**TASKS TO COMPLETE**.
A: In the passage on the cut locus, what kind of object is the cut locus in the two-dimensional case?
B: Carry on the passage on the cut locus from its final sentence.

Latest revision as of 10:28, 15 April 2014

from a point $O$

The set of points $x$ of a Riemannian manifold $W$ on the geodesic rays emanating from $O$ for which the ray $Ox$ is not extendable as a geodesic beyond the point $x$. In the two-dimensional case the cut locus is a one-dimensional graph with no cycles (see [2]); if $W$ is analytic of arbitrary dimension, then it is a polyhedron of analytic submanifolds (see [3]). The cut locus depends continuously on $O$. The cut locus is defined not only with respect to a point but also with respect to other subsets, for example, the boundary $\partial W$, and also in spaces other than Riemannian manifolds, for example, on convex surfaces (see [4]) and in two-dimensional manifolds of bounded curvature.

**Stored records**.
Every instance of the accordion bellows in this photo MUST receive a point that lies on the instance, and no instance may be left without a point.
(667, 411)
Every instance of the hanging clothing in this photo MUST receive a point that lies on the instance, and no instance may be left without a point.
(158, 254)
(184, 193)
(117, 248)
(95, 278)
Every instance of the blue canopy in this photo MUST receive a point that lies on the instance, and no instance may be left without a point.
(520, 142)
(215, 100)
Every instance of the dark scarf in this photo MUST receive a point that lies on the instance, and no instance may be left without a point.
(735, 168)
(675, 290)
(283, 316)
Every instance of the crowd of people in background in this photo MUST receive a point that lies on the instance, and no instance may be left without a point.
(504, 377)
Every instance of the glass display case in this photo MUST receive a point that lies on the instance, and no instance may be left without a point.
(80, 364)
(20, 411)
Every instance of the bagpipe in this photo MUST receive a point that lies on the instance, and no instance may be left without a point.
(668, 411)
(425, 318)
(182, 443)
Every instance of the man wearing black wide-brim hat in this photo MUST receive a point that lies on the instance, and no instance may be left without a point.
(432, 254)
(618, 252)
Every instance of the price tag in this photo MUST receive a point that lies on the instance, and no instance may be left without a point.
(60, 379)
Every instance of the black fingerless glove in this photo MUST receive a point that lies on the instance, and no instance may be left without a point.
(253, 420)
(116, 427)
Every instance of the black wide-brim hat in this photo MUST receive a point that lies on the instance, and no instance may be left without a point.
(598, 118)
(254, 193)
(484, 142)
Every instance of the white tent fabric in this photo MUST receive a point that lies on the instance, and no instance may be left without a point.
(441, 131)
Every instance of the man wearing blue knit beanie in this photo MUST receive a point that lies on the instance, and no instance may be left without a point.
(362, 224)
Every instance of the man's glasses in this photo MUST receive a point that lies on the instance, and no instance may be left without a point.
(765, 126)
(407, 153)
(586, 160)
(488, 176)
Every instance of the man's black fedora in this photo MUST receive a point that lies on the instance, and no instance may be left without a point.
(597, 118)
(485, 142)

**OUTPUTS FOR THE TASKS**.
A: A one-dimensional graph with no cycles.

B:
References

[1] D. Gromoll, W. Klingenberg, W. Meyer, "Riemannsche Geometrie im Grossen" , Springer (1968)
[2] S.B. Myers, "Connections between differential geometry and topology. I Simply connected surfaces" Duke Math. J. , 1 (1935) pp. 376–391
[3] M.A. Buchner, "Simplicial structure of the real analytic cut locus" Proc. Amer. Math. Soc. , 64 : 1 (1977) pp. 118–121
[4] J. Kunze, "Der Schnittort auf konvexen Verheftungsflächen" , Springer (1969)


Comments

"Non-extendable as a geodesic" means that $Ox$ looses the property of minimality after the point $x$, i.e. $Ox'$ is no longer the minimal path from $O$ to $x'$ if $Ox\subset Ox'$.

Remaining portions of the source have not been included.